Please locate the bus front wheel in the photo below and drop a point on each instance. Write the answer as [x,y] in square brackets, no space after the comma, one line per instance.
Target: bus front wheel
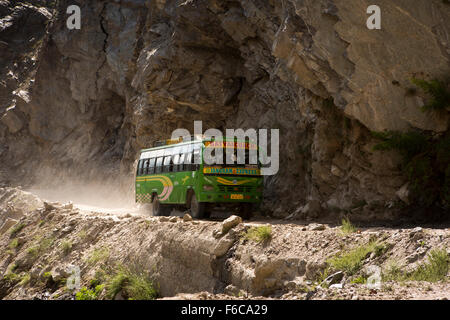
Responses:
[197,208]
[159,209]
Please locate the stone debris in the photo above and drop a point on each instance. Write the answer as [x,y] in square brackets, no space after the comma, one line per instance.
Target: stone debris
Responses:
[230,222]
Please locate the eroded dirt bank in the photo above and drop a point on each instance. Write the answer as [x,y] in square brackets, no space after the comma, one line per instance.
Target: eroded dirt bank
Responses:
[208,259]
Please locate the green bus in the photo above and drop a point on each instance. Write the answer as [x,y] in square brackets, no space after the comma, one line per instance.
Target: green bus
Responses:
[174,174]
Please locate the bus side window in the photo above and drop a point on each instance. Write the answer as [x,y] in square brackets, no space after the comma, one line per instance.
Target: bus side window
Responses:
[139,169]
[176,159]
[167,161]
[188,162]
[145,167]
[159,165]
[151,168]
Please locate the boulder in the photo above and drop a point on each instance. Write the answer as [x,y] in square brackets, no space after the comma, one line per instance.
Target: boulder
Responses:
[11,120]
[231,222]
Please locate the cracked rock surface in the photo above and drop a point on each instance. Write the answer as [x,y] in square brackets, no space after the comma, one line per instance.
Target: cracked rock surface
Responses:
[83,102]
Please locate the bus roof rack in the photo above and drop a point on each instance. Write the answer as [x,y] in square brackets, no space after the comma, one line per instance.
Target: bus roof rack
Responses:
[166,142]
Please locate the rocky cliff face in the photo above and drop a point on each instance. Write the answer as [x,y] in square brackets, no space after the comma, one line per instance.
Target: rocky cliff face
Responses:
[86,101]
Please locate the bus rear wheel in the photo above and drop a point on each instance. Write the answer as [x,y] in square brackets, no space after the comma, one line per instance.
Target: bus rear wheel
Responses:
[159,209]
[197,208]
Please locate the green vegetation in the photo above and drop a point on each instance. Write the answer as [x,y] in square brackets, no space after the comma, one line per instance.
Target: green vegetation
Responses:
[432,271]
[132,284]
[25,279]
[98,255]
[435,269]
[41,247]
[351,261]
[426,164]
[89,294]
[347,227]
[66,247]
[258,234]
[438,92]
[13,244]
[16,229]
[82,234]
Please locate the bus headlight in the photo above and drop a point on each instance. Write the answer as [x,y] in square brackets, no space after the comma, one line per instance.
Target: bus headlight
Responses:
[208,187]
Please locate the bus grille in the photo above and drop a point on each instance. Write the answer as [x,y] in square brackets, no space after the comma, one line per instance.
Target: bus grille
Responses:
[241,189]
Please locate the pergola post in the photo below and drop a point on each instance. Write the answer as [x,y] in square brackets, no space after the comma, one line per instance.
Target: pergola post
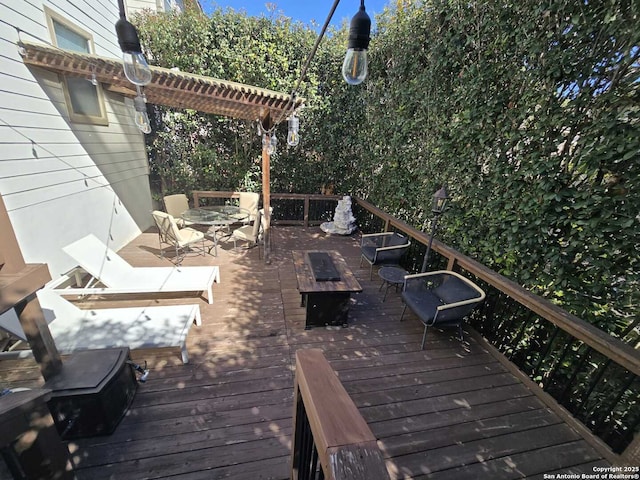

========

▶ _WHAT THIS TASK INVOLVES_:
Could the data above be reproduced exactly, with the pictures left out?

▶ _PROBLEM SOLUTION_:
Please locate the bus front wheel in the photo below and drop a point on each instance. Write the answer as [x,y] in square brackets, no space after the comma, one line per instance.
Target: bus front wheel
Responses:
[197,208]
[159,209]
Please locate the stone debris in the photo above and drop a point on each instance. Write the answer as [x,y] in square brackets, no space after the comma, one line per instance.
Target: stone debris
Responses:
[230,222]
Please locate the eroded dirt bank in the photo above and drop a point on each instance. Write the answer as [x,y] in square brackets, no space after the comma, one line per instance.
Target: eroded dirt bank
Responses:
[208,259]
Please locate the green bus in the photo above and drop a point on each instance. Write the answer as [x,y] in square brackets, no space after the comma, one line per instance.
Target: green bus
Responses:
[174,174]
Please locate the bus side window in the photo above and drop a point on each instance. Write the answer as [x,y] in square brackets, no space after the comma, one line per instance.
Target: bus side window
Responses:
[139,169]
[176,159]
[167,161]
[188,162]
[145,167]
[159,165]
[151,168]
Please locate the boulder in the photo above and drop a point on each instance. Write the answer as [x,y] in square brackets, no space after the comma, one line per instance.
Target: boulder
Responses:
[11,120]
[231,222]
Please locate the cracked rock surface in the photo above and drop a point on each instance. Write the answer as [x,y] in square brackets, no space after the comma, one line per instance.
Target: cracked rock surface
Responses:
[83,102]
Please locate the bus roof rack in the photo above and drop a point on each instance. Write the answer as [x,y] in square brackets, no space after the comma, one line per instance.
Target: bus roof rack
Responses:
[166,142]
Please locate the rocky cliff face in the photo above and drop a point on each instance. Write the answer as [x,y] in square brackets, no space after the comma, one line per instance.
Target: rocky cliff face
Responses:
[86,101]
Please locate the bus rear wheel in the photo above and drop a point on each instance. Write the answer as [x,y] in square brackets, no space after the comma, one line per instance.
Target: bus rear wheel
Responses:
[159,209]
[197,208]
Please locate the green vegetation in the photo above and drop a point on each instance. Write the answer as [x,y] in square brackets, no space after the comma, one line per instance.
Target: green vegetation
Responses:
[432,271]
[132,284]
[25,279]
[98,255]
[435,269]
[41,247]
[351,261]
[426,164]
[89,294]
[347,227]
[66,247]
[258,234]
[438,92]
[13,244]
[16,229]
[82,234]
Please locate the bus headlight in the photo above and drop a point on each instance. Write the answer as [x,y] in square brackets, no space after the comma, one line per instance.
Target: bus headlight
Responses:
[208,187]
Please locate the bus grille in the photo above and drop a point on each instance. Write the answer as [x,y] in square brackets, no space after the comma, one line per instance.
Target: bus grille
Responses:
[241,189]
Please locate the pergola post in the photo below and drop a point on each instance. Write the answer as [x,y] in square brackets, no space after the comma, one line per instance.
Target: pergola post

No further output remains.